• Amaç
Karadeniz'deki Rus askeri yığınağını anlatan haberi, son cümlesinden sonra devam ettirin.

• Metinden bölüm

<<<<

22.04.2021 - 05:06 | Son Güncellenme:
milliyet.com.tr
Son 50 yılın en büyük askeri sevkiyatının ardından Karadeniz'e devasa bir ordu yığan Rusya Devlet Başkanı Vladimir Putin, ABD ve NATO'ya meydan okuyup düğmeye bastı. ABD'den karşı hamle geldi.
ABD'li teknoloji şirketi Maxar, Putin'in 2014'te el koyduğu Kırım'daki Angarsky eğitim alanına konuşlandırılan binlerce askerin uydu görüntülerini dünya ile paylaştı.
Maxar'ın gökyüzünden çektiği fotoğraflar arasında, yine Karadeniz kıyısındaki Kırım'da bulunan Opuk eğitim alanında bekleyen ordu birlikleri göze çarpıyor.
Voronezh'deki Pogorovo eğitim alanında binlerce tank dikkat çekerken, Morozovsk hava üssünde kalkışa hazırlanan 11 SU-34 savaş uçağı da yine objektife yansıdı.
Kırım'daki Saki hava üssünde ise birçok filodan Karadeniz'e kaydırılan onlarca savaş uçağı var. Rusya lideri Putin, ABD savaş gemilerinin Karadeniz'e doğru yöneldiği saatlerde bir gövde gösterisine girişti.
Karadeniz'e Azak Denizi'ne bağlayan Kerç Boğazı'nı kapatan Putin, onlarca savaş gemisi ve sayıları 50'yi bulan jetin katıldığı gövde gösterisinde çok sayıda füze ateşledi.
Rus ordu televizyonu Zvezda'nın ekrana getirdiği görüntülerde, daha önce Suriye'deki operasyonlarda kullanılan Amiral Essen firkateyninin ilk kez Caliber füzeleri ateşlediği görüldü.
Karadeniz'i alev topuna çeviren 20'yi aşkın savaş gemisine su üzerinde alçaktan uçan 50 adet jet de katıldı. Moskova, tatbikatta saldırı amaçlı kullanılan araçlar bulunmasına rağmen rutin savunma amaçlı bir gösteri düzenlendiğini savunuyor.
Rus medyasına konuşan bir askeri sözcü, alçaktan uçan jetleri "Güney Askeri Bölgesi'nin hava kuvvetlerinin üç filosu, bir saldırıda konum elde etmek için tatbikatlar düzenledi" sözleriyle değerlendirdi. Karadeniz'deki sıcak gelişmelere geniş yer ayıran İngiliz medyası ise, dört Rus Ropucha sınıfı geminin bir saldırı hazırlığı için 15'ten savaş gemisine katılarak bir araya geldiğini aktarıyor.
ABD ile gerginlik artarken, Rusya Dışişleri Bakanlığı, ABD’nin Moskova Büyükelçiliği’nin 10 çalışanının 21 Mayıs akşamına kadar Rusya’yı terk etmesi gerektiğini bildirdi. Dışişleri Bakanlığı'nın yayınladığı açıklamada, ABD’nin Moskova Büyükelçi Yardımcısı Bart Gorman’a bugün elçiliğin 10 çalışanının ‘istenmeyen kişi’ ilan edildiğine dair nota sunulduğu, bu kişilerin 21 Mayıs akşamına kadar Rusya’yı terk etmesi gerektiği belirtildi.

>>>>

• Sağlanan bilgiler
<<<<

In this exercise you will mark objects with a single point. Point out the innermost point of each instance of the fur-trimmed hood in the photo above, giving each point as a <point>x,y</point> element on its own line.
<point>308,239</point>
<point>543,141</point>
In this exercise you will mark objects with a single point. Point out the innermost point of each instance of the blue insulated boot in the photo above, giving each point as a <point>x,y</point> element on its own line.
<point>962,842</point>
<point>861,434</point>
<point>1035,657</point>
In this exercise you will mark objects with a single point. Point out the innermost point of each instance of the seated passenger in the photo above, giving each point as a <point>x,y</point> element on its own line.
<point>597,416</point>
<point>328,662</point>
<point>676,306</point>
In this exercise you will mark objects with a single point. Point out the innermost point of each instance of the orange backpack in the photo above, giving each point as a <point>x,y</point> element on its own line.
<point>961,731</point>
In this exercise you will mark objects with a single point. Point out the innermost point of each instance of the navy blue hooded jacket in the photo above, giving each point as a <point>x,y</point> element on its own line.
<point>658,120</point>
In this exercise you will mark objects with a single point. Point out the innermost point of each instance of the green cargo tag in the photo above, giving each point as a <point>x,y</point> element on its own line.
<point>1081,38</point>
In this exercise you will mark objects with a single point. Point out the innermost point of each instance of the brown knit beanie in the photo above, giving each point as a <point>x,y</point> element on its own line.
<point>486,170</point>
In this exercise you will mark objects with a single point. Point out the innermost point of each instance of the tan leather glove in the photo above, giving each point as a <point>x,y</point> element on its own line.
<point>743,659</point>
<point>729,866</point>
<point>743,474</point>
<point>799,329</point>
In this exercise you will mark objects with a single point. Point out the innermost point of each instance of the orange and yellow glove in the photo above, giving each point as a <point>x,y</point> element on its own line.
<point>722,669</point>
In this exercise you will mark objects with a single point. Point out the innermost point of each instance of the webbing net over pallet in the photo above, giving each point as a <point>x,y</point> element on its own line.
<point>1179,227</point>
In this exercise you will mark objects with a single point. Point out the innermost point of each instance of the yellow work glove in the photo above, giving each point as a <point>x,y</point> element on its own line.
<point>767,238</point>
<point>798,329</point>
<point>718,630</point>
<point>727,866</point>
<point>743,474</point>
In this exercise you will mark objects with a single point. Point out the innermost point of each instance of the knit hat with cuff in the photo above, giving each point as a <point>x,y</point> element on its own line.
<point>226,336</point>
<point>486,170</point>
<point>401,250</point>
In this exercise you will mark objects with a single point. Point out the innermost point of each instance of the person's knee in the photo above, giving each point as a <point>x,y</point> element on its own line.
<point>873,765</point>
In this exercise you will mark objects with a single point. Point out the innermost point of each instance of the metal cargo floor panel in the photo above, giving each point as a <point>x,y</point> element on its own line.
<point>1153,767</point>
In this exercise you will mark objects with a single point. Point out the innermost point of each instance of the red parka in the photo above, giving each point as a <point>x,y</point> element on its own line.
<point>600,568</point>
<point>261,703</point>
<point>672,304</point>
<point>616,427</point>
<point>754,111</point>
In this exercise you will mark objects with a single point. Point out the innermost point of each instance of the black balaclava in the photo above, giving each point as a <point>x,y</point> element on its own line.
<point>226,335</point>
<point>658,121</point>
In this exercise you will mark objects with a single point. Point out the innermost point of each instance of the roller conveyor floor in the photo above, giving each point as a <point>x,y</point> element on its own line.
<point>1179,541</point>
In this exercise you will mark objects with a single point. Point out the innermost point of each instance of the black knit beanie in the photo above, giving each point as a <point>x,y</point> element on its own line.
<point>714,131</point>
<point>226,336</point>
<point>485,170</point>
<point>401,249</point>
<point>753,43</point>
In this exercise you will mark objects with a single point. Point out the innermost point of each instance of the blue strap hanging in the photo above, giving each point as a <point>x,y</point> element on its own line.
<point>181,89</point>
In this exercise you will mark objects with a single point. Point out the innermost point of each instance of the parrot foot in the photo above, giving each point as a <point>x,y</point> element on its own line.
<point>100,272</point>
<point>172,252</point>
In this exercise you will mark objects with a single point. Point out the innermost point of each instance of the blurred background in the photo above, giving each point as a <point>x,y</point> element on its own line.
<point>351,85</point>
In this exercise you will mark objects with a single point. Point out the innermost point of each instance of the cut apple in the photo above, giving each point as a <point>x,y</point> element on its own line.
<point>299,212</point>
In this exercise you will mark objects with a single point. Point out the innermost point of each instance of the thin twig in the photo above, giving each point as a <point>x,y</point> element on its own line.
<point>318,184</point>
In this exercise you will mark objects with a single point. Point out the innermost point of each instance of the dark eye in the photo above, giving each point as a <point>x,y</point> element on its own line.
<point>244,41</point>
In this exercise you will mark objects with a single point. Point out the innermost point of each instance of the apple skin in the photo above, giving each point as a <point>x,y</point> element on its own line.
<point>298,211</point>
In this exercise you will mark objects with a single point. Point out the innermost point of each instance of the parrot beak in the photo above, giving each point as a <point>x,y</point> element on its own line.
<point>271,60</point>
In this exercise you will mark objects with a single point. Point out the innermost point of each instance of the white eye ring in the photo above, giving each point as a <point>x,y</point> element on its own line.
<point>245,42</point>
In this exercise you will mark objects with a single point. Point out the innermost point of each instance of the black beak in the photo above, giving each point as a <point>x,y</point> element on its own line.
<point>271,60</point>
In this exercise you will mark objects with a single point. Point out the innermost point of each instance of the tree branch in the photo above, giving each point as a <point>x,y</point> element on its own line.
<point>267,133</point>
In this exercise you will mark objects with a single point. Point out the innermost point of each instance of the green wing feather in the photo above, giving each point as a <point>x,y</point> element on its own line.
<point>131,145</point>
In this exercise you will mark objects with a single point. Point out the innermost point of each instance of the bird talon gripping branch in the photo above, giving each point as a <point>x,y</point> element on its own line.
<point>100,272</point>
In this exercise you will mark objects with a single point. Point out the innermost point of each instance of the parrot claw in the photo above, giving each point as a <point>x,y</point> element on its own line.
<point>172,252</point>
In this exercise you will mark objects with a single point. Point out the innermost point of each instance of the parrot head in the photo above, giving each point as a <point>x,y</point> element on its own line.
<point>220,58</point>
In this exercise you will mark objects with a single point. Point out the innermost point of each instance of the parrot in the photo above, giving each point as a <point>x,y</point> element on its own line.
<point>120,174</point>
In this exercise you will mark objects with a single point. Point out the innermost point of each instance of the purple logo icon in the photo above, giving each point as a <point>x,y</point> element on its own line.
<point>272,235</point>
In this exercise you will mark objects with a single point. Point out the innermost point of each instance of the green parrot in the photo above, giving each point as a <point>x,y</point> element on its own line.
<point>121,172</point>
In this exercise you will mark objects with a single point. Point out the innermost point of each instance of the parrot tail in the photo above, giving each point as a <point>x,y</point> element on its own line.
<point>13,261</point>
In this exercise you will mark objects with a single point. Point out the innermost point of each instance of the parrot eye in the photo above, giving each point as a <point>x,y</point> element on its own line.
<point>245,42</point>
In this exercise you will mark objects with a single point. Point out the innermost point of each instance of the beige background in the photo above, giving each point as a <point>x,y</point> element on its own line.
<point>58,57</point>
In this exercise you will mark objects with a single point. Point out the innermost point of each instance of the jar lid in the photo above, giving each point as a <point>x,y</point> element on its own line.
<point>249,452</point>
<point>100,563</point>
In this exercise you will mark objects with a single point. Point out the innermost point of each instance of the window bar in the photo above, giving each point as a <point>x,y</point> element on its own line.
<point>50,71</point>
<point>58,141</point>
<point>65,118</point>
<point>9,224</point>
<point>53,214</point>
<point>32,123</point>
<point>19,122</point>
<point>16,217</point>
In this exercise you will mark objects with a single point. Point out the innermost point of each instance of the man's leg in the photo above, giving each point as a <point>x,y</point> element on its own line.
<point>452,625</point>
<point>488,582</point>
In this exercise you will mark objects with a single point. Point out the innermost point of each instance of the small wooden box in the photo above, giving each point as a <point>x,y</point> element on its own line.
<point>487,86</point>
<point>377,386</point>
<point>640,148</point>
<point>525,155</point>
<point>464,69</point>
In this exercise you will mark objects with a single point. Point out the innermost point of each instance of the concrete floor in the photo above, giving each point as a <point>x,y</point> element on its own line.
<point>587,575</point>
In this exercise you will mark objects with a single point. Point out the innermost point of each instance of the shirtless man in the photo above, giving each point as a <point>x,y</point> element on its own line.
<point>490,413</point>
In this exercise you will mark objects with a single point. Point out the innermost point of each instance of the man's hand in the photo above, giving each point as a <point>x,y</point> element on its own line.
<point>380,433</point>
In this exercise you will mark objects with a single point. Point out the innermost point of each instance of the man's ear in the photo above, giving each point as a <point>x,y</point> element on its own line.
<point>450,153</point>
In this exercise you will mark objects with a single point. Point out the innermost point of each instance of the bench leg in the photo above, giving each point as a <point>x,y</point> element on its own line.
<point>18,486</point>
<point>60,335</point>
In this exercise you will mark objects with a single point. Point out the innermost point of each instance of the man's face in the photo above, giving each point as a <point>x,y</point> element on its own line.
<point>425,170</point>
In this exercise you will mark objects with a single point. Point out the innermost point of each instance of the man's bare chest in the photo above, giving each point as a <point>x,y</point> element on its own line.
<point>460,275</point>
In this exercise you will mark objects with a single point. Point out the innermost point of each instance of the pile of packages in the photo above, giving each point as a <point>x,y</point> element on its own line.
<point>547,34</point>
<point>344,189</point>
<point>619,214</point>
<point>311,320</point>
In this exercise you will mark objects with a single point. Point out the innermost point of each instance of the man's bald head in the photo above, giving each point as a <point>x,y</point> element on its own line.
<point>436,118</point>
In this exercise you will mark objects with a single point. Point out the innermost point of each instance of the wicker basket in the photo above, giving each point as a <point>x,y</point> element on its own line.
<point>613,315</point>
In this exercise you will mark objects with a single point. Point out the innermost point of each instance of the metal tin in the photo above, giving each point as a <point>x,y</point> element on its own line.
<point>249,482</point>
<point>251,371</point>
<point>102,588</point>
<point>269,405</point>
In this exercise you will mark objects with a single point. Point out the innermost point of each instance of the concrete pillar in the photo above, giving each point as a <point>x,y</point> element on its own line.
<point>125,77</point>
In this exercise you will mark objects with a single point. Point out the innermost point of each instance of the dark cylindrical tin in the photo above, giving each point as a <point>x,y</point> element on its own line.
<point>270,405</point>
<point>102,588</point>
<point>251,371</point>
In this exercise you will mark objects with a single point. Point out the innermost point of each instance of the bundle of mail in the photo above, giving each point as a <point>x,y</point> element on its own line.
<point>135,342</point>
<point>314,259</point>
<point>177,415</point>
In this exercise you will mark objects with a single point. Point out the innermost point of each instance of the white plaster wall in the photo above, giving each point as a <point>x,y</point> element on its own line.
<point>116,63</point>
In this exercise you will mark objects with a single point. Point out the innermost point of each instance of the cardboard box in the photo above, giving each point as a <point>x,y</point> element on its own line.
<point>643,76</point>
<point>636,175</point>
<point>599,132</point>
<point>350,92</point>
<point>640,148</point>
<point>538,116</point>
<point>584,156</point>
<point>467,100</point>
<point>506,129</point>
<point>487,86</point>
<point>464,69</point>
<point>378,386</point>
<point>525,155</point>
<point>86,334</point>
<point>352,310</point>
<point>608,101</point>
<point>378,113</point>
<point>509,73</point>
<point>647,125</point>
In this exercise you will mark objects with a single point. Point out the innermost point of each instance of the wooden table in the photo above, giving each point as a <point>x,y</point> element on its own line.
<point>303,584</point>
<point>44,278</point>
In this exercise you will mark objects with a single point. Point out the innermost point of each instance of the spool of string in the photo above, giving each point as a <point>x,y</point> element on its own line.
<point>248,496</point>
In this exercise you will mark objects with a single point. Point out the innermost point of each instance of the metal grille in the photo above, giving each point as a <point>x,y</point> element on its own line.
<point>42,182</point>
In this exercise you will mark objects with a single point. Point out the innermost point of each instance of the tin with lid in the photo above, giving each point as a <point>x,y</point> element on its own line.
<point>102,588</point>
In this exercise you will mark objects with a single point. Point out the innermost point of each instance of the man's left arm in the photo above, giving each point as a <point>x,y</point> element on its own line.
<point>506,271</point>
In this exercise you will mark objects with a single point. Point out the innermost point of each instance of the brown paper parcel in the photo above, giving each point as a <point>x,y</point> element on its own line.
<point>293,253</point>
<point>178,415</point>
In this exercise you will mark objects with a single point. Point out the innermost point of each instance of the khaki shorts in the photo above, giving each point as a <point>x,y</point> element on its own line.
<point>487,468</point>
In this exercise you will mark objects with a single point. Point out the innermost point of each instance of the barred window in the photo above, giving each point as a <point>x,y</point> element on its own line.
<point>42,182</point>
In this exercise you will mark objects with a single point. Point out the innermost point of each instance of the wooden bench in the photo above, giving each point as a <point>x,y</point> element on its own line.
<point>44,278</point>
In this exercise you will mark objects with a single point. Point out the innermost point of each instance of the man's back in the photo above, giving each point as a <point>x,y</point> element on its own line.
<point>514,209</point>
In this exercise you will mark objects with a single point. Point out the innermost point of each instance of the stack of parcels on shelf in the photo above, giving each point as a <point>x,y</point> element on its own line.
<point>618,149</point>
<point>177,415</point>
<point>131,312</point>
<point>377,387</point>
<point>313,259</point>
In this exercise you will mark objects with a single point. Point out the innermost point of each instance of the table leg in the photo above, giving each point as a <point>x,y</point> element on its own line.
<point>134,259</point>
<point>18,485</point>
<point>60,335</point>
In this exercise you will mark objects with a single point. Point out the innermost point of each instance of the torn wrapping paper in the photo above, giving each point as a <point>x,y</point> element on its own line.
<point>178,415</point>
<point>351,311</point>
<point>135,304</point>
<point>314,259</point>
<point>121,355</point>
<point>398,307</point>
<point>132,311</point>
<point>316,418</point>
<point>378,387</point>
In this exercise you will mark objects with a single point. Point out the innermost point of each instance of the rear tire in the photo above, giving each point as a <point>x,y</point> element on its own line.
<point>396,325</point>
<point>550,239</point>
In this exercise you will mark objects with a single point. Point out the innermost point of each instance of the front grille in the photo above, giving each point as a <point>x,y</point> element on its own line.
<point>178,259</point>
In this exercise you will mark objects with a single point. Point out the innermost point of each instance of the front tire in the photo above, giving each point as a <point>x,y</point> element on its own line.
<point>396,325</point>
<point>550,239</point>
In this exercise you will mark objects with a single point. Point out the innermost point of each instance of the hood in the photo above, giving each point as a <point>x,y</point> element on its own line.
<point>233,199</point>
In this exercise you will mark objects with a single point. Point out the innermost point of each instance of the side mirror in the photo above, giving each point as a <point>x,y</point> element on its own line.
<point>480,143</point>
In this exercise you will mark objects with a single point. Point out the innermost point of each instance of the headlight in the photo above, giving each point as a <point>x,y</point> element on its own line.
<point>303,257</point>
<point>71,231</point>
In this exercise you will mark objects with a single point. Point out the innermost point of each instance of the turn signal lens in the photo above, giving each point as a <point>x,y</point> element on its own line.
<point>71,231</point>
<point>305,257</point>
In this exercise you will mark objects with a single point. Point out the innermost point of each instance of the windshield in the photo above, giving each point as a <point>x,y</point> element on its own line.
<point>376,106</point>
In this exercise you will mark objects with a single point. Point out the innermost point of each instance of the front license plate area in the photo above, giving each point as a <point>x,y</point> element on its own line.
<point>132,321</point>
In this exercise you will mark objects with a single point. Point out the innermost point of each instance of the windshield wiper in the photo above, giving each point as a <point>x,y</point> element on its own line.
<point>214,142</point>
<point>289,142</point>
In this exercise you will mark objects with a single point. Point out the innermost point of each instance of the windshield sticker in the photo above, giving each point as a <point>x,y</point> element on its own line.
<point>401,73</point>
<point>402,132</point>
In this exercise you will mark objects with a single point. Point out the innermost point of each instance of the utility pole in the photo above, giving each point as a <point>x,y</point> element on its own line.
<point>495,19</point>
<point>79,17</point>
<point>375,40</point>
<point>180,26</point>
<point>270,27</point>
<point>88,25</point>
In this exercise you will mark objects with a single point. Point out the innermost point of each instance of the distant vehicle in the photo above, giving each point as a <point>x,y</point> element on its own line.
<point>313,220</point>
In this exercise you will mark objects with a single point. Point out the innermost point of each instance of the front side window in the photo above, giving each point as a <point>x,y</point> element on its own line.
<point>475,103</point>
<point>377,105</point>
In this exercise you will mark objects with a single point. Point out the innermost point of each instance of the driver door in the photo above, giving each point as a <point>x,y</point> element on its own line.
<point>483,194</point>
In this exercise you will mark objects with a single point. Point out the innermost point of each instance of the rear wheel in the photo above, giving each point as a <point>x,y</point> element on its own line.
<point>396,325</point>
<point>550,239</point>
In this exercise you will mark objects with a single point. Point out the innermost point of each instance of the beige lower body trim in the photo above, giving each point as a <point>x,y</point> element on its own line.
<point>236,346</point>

>>>>

• Görevin yanıtı
Açıklamada, “21 Nisan’da ABD’nin Rusya Federasyonu’ndaki Büyükelçisi Yardımcısı Bart Gorman Rusya Dışişleri Bakanlığı’nda çağrılarak, kendisine Moskova'daki ABD Büyükelçiliği'nin 10 çalışanının ‘istenmeyen kişi’ ilan edildiğine dair nota sunuldu. Bu kişilerin 21 Mayıs gün sonuna kadar ülkemizi terk etmeleri istendi” ifadelerine yer verildi.
Rusya lideri Putin, her yıl geleneksel olarak parlamento üyelerine yaptığı konuşmada beklendiği gibi sözü Ukrayna krizine getirdi ve Moskova'nın provokasyonlara karşılık vereceğini söyledi: "Rusya'ya karşı herhangi bir kışkırtıcı eylem düzenleyenler, uzun süredir hiçbir şeyden pişman olmadıkları kadar pişman olacaklar."
Hiçbir ülkenin Rusya'nın kırmızı çizgilerini geçmemesini umduğunu söyleyen Putin, Moskova'nın diğer ülkelerle iyi ilişkiler istediğini ancak bazılarının Rusya'yı suçlamayı spor haline getirdiğini savundu.
Beyaz Saray Sözcüsü Jen Psaki, düzenlediği basın toplantısında, gündemi değerlendirdi ve gazetecilerin sorularını yanıtladı. Psaki, Rusya Devlet Başkanı Vladimir Putin'in Rusya'ya karşı kışkırtıcı eylem düzenleyenlerin pişman olacağı uyarısına ilişkin, "Putin'in söylediği hiçbir şeyi kişisel algılamıyoruz." dedi.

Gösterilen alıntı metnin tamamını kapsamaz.